• **TASKS TO PERFORM**
1. In the passage on food politics, rewrite the paragraph beginning "The food industry is vast" as a short list that keeps its main facts.
2. Repeat word for word the section of the passage on food politics that starts with the words containing "The food industry" and ends with "support such enterprises.".

• **SOURCE EXCERPT**
....
FOOD IS POLITICAL BECAUSE PEOPLE HAVE WIDELY varying interests in its production and consumption. As an eater, you might be concerned about the health effects of food, its cost, and whether you have adequate access to foods that you like and are good for you. If you are in the food business, your primary concern has to be about how to sell as much of your products as you possibly can at a profit. If you are a member of Congress, you might want to enact policies that please the majority of your constituents, but circumstances might require you to please some—contributors to your campaign funds, for example—more than others. And if you work for a government agency, even your best ideas about how to improve the food system will be constrained by the political considerations of the party in power.

The food industry is vast. It encompasses everyone who owns or works in agriculture (animal and plant), product manufacture, restaurants, institutional food service, retail stores, and factories that make farm machines and fertilizers, as well as people engaged in the transportation, storage, and insurance businesses that support such enterprises.

This means that any labor, safety, advertising, or labeling regulation; any program of farm support or food assistance; any law governing taxes, food aid, immigration, or international trade; and any federal dietary recommendation has the potential to affect the sales, income, and livelihoods of anyone involved. inv

THE US AGRICULTURAL SYSTEM

THE CURRENT FOOD SYSTEM in the United States is largely based on industrial agriculture—CAFOs (confined animal feeding operations) and enormous farms— and supermarket aisles overflowing with snacks, candies, cookies, sodas, and sugary foods that bear little resemblance to the plants, crops, or animals from which they were derived. This system is highly efficient and provides an abundance of foods from which to choose at relatively low cost, but with unfortunate consequences for health and the environment, especially when companies cut corners on labor and safety practices. Pressures to keep wages low, for example, mean that only immigrants are willing to do farm labor. Immigrants have always done work that nobody else wants to do, and farm labor is the most recent example. One unintended consequence of policies that restrict immigration is to reduce the supply of agricultural workers.

Federal dietary guidelines may encourage consumption of fruits and vegetables, but federal subsidies go almost exclusively to the growers of food commodities such as corn and soybeans. These crops are grown mainly for animal feed. In contrast, the USDA has historically considered fruits and vegetables to be "specialty" crops, undeserving of much in the way of federal support. Although this support system began in the 1930s as a means to ensure enough food for Americans and a reasonable living for small farmers, farms got bigger over the years. The invention of new machines led to greater efficiency and meant that fewer workers were needed.
....
(Excerpt from a dataset)
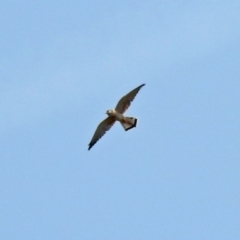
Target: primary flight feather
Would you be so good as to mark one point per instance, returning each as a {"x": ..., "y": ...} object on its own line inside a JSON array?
[{"x": 117, "y": 115}]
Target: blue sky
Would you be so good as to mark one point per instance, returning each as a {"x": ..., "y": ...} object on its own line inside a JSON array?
[{"x": 175, "y": 176}]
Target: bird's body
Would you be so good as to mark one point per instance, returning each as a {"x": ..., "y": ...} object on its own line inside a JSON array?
[{"x": 117, "y": 115}]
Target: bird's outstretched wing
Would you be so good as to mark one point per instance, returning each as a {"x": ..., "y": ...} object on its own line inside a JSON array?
[
  {"x": 104, "y": 126},
  {"x": 126, "y": 100}
]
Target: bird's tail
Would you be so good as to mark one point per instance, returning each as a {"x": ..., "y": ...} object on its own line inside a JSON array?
[{"x": 129, "y": 123}]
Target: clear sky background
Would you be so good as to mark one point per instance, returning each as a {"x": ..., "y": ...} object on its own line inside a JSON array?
[{"x": 175, "y": 176}]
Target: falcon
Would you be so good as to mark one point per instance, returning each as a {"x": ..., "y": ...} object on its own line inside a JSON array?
[{"x": 117, "y": 115}]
....
• **EXERCISE ANSWERS**
1.
The food industry is vast. It includes everyone who owns or works in:
- agriculture, both animal and plant
- product manufacture
- restaurants
- institutional food service
- retail stores
- factories that make farm machines and fertilizers
- the transportation, storage, and insurance businesses that support these enterprises

2.
The food industry is vast. It encompasses everyone who owns or works in agriculture (animal and plant), product manufacture, restaurants, institutional food service, retail stores, and factories that make farm machines and fertilizers, as well as people engaged in the transportation, storage, and insurance businesses that support such enterprises.